Illegal immigration, on the other hand, can be taken one of two ways. First, it can be seen as an attack on sovereignty. Under the Principle of Purpose, it would be the role of government to respond swiftly at this threat to safety. A contrasting view would see it instead as a violation of the Principle of Cooperation: such immigrants are working against the system chosen by the citizens of the state. The result is the same in either case. Although Social Liberty respects the rights of all mankind, it does not give carte blanche to those seeking to enter a state by subterfuge. By creating a fair, just means of legal immigration, instead of the security theater common today, it would eliminate a major cause of illegal immigration, limiting it only to those who have ulterior motives and thus making harsher punishment socially acceptable.


With the Principles of Purpose and Cooperation, it is easy to envision Social Liberty as a recipe for socialism. This is by design. A representative government is free to implement whatever economic measures its people are willing to approve, but there will always be a sizable segment of the populace without access or ability to work for a living. Whether through injury, handicap, situation, or lifestyle, a portion of the state will be unemployed. It is then up to the government to provide for that segment’s health needs.

Social Liberty, then, is fully compatible with a large welfare state, including universal health care, a universal basic income, and many other measures. However, it can also be reconciled with a more capitalistic approach. The Principle of Purpose only states that a government protects the health and well-being of its constituents. It need not provide for them, if private interests can do so more cheaply and efficiently. Rather, its purpose would then be to ensure that these private means remain in place, and that they do not infringe upon the Rights of the populace. This last part is necessary because, although Social Liberty largely refrains from interference in interpersonal relations, the object here is a function of government. Thus, government must not, by its own inaction, allow for its Principles to be violated within its own sphere.


A Social Liberty government must have a means of defense. It does not, however, require an outsized military-industrial complex, massive expenditures for research and development, or an arsenal capable of destroying the entire world many times over. In short, such a state needs only as much military might as to fulfill its obligations under the Principle of Purpose and those it creates under international agreements.

In addition, as a government following the Doctrine is expected to refrain from offensive, imperialistic warfare, its military actions will be more limited in their scope. Once the primary objectives are achieved, there is no need to continue fighting. Thus, further engagement becomes more and more likely to fall outside the dictates of the Principle of Purpose. When a state is fighting not for its own defense—or that of its allies—then it is no longer serving the needs of its citizenry.

Social justice

Although the phrases are similar, Social Liberty is not intended to advance the cause of social justice. True justice is a matter for government—one of the instances where it is allowed to interfere with interpersonal relations. If rights are being violated, that is a matter for the state to judge. The people are allowed and encouraged to speak their minds, to not associate with those they deem unacceptable; this is simply a restatement of the Right of Free Expression that any Social Liberty government is expected to uphold.

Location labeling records
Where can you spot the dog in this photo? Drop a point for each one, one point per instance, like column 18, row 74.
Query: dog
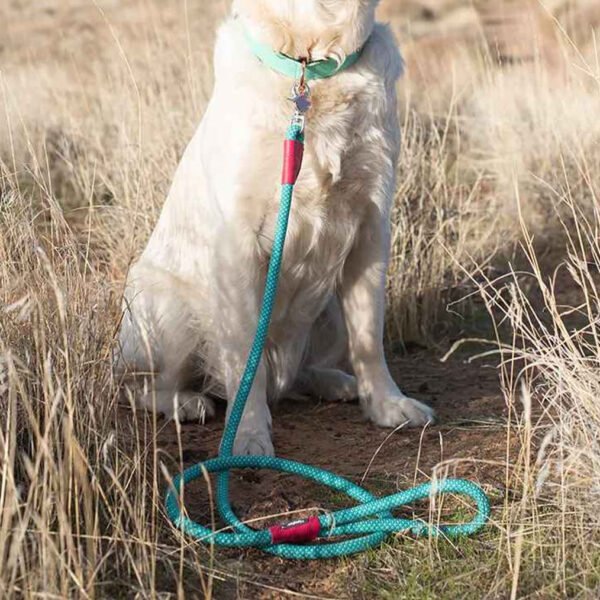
column 192, row 300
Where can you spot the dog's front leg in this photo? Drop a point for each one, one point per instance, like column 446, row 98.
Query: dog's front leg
column 238, row 291
column 363, row 301
column 254, row 435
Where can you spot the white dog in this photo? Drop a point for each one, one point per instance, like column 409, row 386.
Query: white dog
column 193, row 298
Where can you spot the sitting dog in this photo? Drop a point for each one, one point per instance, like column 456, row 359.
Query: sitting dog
column 192, row 301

## Problems
A) Translate this sentence from the essay on Social Liberty into Spanish: "Once the primary objectives are achieved, there is no need to continue fighting."
B) The essay on Social Liberty gives several reasons why part of a state's people will be unemployed. List them.
C) Under a more capitalistic approach, why must a Social Liberty government make sure private means of providing for health and well-being do not infringe upon the Rights of the populace, according to the essay on Social Liberty?

## Problem solutions
A) Una vez alcanzados los objetivos principales, no hay necesidad de seguir luchando.

B)
- Injury
- Handicap
- Situation
- Lifestyle

C) Social Liberty largely stays out of interpersonal relations, but protecting the health and well-being of constituents is a function of government. So the government must not let its own Principles be violated within its own sphere through its inaction.